● Page excerpt:
Well, I never squeezed the bulb. I never even thought about squeezing the bulb. I didn't want the goddam bulb, do you understand? What I wanted was a volume control. I wanted to turn it up.
But, too soon, the show was over. The drumming ceased; the lights shut off. The technician, with the efficiency of a good pizza chef, slid me out of the imaging machine.
I raised my head a bit, looked around.
No Helnwein. No Rammstein.
Where had all the streamers gone?
I climbed gingerly off the thin table. My wife set down the magazine she'd been perusing and helped me hobble out of the room. A certain thumpa-thumpa-thump still echoing in my skull. A certain amount of removal still lingering from the Darvocets I'd popped earlier. A certain dread of Oh Christ, What have they found? That I have a strangulated hernia or somesuch? That it's cancer of the spinal thingamawhozis?
The tech did a preliminary look-see at the magnetographs of my spine and my spine's interior, then forwarded the images to one of the earlier docs.
It turned out to be sprained back muscles.

● Task instructions: Carry on the account of the spine scan, starting after its last sentence. You won't need the records.

● Information provided:
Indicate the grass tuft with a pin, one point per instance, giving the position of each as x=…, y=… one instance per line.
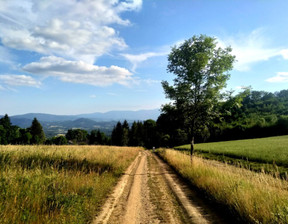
x=58, y=184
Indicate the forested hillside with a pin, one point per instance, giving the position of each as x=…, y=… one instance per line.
x=249, y=114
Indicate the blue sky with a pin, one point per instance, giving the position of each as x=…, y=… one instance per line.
x=84, y=56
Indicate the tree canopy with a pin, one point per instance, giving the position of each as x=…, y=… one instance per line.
x=201, y=70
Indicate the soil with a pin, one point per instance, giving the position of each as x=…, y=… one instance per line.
x=151, y=192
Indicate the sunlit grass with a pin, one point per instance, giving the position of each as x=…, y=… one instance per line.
x=256, y=197
x=268, y=154
x=63, y=184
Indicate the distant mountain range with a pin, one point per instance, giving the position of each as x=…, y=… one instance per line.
x=59, y=124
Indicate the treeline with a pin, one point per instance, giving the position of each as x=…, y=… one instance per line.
x=261, y=114
x=249, y=114
x=12, y=134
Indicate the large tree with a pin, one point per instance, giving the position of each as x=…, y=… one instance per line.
x=201, y=72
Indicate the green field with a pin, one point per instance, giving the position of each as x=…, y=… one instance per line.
x=252, y=197
x=49, y=184
x=270, y=154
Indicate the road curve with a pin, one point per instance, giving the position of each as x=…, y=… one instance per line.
x=151, y=192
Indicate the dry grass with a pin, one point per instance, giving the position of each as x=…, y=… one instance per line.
x=256, y=197
x=58, y=184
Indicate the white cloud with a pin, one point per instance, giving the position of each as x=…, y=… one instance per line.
x=19, y=80
x=284, y=53
x=79, y=72
x=136, y=59
x=280, y=77
x=5, y=56
x=250, y=49
x=67, y=28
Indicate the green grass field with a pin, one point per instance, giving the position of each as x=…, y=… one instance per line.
x=270, y=154
x=254, y=197
x=58, y=184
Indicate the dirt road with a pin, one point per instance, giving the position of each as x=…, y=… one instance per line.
x=150, y=192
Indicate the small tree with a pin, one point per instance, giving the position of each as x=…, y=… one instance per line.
x=36, y=130
x=201, y=72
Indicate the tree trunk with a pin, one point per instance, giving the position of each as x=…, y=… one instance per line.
x=192, y=148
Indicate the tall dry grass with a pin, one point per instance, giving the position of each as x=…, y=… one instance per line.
x=58, y=184
x=256, y=197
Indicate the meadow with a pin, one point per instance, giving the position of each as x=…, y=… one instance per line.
x=262, y=154
x=254, y=197
x=58, y=184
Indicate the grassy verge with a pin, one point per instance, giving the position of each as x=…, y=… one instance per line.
x=265, y=154
x=49, y=184
x=256, y=197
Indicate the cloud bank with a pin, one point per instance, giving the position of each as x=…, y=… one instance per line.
x=68, y=28
x=79, y=72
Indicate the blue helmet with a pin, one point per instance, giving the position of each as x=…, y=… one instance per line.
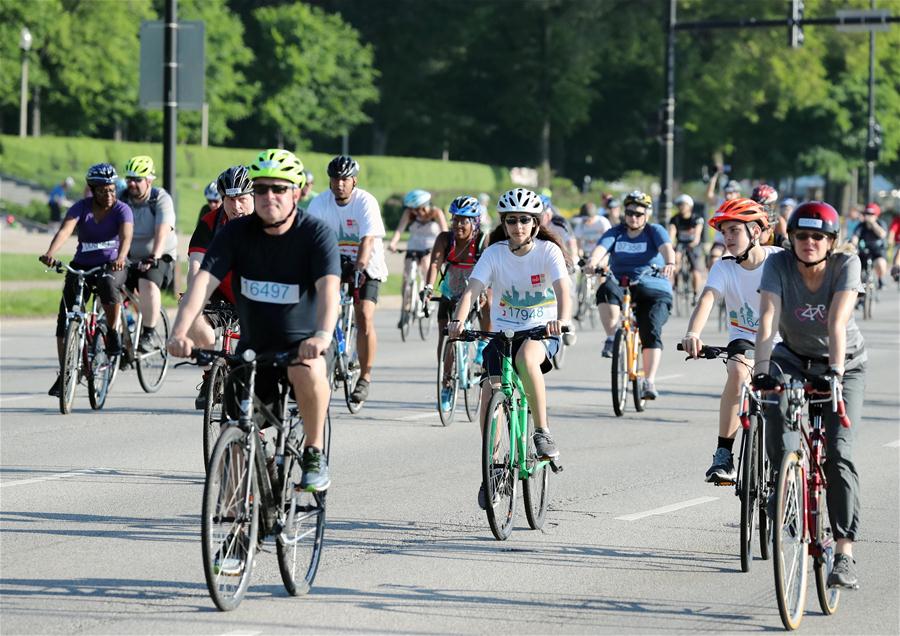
x=466, y=206
x=416, y=199
x=101, y=174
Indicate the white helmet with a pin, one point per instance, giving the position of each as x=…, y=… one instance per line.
x=520, y=200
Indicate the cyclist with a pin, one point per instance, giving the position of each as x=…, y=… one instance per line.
x=736, y=279
x=354, y=215
x=686, y=232
x=104, y=227
x=633, y=248
x=286, y=277
x=526, y=266
x=236, y=190
x=155, y=243
x=454, y=254
x=870, y=238
x=807, y=295
x=425, y=222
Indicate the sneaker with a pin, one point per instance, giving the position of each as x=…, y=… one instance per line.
x=544, y=446
x=361, y=392
x=843, y=574
x=315, y=471
x=56, y=389
x=722, y=470
x=607, y=348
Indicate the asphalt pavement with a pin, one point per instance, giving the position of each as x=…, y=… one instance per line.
x=100, y=511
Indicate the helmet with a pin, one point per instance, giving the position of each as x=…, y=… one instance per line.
x=684, y=198
x=234, y=182
x=637, y=197
x=520, y=200
x=416, y=199
x=101, y=174
x=815, y=215
x=466, y=206
x=740, y=209
x=873, y=208
x=278, y=163
x=342, y=167
x=211, y=192
x=140, y=166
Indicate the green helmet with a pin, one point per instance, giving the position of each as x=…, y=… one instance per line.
x=140, y=166
x=277, y=163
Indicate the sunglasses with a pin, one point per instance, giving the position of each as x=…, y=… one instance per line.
x=805, y=236
x=518, y=220
x=263, y=188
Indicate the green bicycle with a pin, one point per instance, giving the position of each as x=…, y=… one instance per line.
x=507, y=449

● Answer for the task:
After all the testing and prodding and poking and thumpa-thumpa-thump, after all the missed employment time, after so many nights of bad dreams in which I ended up like Christopher "You'll Believe a Man Can Turn His Head Slightly To The Left" Reeve, it turned out that I was beset by nothing worse than muscles strained beyond endurance. Much like my financial standing, despite the buffering of health insurance.
But now I've completely recovered from the back; and am almost finished recovering from the debt. And I also have, for the trouble, a cherished memory of my own personal and skin-close techno concert, possibly performed live by Rammstein, courtesy of the good folks at the Austin Radiological Association.
In MRI, the strength of the transmitted magnetic energy is proportional to the number of hydrogen protons in the tissue, you see. And signal strength is modified by the properties of each proton's micro environment, such as its mobility and the local homogeneity of the magnetic field.
That's what they say, anyway.
You know what I say? I say: Let it rock!